* **What is expected**: In the entries that follow, the lines from the one with "182, row 189" through the one with "166, row 317" are the ones to write out, exactly and with both ends included. Nothing else should appear.

* **Extracted records**:
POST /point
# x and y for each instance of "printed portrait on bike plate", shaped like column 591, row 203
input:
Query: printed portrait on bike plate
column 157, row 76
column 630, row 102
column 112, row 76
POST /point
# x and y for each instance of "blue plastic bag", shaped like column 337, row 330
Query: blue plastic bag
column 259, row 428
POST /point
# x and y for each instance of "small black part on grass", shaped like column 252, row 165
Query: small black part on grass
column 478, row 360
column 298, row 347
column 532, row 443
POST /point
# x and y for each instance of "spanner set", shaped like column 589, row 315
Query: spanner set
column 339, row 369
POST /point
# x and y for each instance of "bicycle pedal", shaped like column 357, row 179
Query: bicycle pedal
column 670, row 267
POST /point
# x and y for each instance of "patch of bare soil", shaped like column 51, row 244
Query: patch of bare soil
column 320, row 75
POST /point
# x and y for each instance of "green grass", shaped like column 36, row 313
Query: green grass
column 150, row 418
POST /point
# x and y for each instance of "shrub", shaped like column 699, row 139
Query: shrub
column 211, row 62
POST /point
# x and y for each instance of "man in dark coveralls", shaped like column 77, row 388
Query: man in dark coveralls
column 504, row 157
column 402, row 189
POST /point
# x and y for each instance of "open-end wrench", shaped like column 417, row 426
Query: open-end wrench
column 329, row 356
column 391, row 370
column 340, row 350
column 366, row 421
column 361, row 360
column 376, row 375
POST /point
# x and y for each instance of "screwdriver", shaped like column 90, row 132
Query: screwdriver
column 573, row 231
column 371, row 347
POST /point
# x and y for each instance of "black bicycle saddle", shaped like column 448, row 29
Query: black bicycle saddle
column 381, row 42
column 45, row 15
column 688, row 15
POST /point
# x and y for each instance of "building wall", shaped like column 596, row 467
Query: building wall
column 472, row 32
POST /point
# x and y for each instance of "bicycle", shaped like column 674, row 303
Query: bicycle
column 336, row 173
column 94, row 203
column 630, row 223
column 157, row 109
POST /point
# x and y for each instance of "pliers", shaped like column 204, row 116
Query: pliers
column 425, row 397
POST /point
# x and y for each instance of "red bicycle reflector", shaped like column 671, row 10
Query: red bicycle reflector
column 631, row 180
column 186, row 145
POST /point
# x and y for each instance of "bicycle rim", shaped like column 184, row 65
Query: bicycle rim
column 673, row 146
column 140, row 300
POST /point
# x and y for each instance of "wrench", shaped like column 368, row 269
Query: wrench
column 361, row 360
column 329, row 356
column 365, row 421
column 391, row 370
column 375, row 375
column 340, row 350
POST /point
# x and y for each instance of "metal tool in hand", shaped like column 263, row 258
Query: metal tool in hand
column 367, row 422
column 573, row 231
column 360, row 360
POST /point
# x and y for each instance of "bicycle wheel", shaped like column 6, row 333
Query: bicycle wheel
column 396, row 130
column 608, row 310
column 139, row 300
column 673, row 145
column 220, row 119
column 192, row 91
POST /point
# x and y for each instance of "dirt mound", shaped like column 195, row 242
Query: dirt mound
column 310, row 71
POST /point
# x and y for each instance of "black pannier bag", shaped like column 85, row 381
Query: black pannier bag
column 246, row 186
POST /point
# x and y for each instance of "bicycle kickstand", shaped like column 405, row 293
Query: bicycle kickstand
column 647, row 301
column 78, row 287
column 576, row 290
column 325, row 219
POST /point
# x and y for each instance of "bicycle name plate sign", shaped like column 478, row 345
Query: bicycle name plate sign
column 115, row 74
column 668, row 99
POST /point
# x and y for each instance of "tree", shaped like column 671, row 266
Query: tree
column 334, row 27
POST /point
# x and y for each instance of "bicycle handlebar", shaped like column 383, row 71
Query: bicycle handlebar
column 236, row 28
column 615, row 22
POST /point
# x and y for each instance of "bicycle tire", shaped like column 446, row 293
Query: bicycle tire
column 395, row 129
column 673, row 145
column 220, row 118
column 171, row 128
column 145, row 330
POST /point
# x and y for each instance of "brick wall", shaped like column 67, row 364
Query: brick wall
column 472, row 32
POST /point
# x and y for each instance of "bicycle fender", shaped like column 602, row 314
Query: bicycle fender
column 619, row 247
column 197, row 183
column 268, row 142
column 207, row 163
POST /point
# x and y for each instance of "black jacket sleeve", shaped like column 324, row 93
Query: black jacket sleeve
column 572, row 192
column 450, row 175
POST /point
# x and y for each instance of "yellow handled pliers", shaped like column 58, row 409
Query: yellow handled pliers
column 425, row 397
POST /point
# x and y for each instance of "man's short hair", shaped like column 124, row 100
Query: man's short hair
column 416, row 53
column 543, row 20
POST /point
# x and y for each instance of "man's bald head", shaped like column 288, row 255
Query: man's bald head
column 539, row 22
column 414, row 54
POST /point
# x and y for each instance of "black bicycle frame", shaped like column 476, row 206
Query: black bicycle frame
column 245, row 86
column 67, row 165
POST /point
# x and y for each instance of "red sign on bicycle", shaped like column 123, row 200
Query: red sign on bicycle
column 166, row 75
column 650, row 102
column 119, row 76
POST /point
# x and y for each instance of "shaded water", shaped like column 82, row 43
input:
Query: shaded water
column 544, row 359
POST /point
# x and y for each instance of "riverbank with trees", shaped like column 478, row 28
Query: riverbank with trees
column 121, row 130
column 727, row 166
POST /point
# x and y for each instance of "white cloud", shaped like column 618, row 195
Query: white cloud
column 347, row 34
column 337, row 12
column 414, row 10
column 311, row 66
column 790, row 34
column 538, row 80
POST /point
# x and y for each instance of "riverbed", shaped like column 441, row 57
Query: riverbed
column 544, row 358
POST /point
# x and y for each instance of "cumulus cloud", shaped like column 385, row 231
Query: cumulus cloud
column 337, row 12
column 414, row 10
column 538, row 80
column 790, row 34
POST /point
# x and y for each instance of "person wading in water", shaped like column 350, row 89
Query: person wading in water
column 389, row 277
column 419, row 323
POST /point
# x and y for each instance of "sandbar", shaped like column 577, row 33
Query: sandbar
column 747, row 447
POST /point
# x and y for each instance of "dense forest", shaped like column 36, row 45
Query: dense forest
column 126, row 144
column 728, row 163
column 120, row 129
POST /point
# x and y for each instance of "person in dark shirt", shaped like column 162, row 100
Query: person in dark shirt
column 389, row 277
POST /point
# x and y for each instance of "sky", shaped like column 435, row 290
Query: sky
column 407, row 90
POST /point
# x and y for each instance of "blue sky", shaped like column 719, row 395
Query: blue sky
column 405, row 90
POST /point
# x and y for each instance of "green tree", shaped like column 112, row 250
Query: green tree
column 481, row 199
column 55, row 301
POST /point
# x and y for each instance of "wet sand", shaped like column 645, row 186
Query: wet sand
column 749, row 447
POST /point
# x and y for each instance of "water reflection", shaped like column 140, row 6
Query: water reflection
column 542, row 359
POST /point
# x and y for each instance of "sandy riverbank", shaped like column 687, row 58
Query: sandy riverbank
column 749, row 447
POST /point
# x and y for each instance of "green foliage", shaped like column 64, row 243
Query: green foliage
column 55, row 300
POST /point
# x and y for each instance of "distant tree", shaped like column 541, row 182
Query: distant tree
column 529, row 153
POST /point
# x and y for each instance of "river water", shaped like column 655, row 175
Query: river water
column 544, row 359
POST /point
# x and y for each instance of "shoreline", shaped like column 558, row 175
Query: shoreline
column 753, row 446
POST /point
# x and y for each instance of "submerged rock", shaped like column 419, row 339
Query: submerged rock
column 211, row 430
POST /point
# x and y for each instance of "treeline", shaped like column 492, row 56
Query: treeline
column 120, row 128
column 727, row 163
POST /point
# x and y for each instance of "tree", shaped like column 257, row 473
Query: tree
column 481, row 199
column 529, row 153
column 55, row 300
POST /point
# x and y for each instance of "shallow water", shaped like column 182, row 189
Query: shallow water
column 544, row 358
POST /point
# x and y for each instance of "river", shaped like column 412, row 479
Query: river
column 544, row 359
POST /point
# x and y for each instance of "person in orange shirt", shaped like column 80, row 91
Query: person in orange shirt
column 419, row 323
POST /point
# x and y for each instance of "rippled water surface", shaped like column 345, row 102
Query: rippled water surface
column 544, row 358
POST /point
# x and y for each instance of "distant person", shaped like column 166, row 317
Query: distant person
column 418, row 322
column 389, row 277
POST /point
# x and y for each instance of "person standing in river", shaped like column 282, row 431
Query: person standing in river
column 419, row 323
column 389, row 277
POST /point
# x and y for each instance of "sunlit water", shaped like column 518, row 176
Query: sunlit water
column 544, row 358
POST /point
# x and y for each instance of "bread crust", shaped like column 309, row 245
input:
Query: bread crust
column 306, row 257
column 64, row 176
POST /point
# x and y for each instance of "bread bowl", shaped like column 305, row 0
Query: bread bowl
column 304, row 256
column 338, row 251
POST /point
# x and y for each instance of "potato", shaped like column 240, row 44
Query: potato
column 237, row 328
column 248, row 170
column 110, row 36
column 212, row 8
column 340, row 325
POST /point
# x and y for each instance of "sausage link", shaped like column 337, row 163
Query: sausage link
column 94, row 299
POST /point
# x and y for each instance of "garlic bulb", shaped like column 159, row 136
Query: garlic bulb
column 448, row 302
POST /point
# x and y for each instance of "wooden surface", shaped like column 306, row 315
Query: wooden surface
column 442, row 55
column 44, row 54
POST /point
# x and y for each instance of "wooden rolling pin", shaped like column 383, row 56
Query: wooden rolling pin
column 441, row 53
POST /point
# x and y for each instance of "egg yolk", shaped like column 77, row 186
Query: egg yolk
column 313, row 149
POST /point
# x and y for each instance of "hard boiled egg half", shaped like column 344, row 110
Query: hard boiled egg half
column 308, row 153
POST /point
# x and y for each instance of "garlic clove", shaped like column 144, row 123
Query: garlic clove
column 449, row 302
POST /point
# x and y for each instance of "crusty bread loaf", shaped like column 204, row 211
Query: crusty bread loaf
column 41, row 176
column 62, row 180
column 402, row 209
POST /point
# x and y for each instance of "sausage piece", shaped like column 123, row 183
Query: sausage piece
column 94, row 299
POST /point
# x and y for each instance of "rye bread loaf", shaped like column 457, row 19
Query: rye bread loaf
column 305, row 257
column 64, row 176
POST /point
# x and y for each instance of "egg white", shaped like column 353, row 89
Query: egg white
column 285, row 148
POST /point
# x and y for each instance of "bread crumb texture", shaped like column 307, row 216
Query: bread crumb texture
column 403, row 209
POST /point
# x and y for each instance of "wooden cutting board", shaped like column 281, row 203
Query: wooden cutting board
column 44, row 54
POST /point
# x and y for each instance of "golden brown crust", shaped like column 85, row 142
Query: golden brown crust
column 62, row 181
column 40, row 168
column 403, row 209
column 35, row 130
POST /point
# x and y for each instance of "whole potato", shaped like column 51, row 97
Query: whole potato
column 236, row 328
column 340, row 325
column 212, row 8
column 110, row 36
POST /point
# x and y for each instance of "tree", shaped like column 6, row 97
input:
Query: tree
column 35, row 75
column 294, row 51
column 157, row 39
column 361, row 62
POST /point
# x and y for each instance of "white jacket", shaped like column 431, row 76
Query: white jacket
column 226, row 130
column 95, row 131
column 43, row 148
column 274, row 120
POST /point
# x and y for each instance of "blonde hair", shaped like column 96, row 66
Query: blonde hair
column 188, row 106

* **Task result**:
# x and y for each instance of "shallow water", shaped like column 182, row 189
Query: shallow water
column 544, row 358
POST /point
# x and y for each instance of "river", shaped like column 412, row 479
Query: river
column 544, row 359
POST /point
# x and y for each instance of "person in orange shirt", shaped like column 80, row 91
Query: person in orange shirt
column 419, row 323
POST /point
# x and y for each instance of "rippled water surface", shaped like column 345, row 102
Query: rippled water surface
column 544, row 358
POST /point
# x and y for each instance of "distant person", shaped like column 166, row 317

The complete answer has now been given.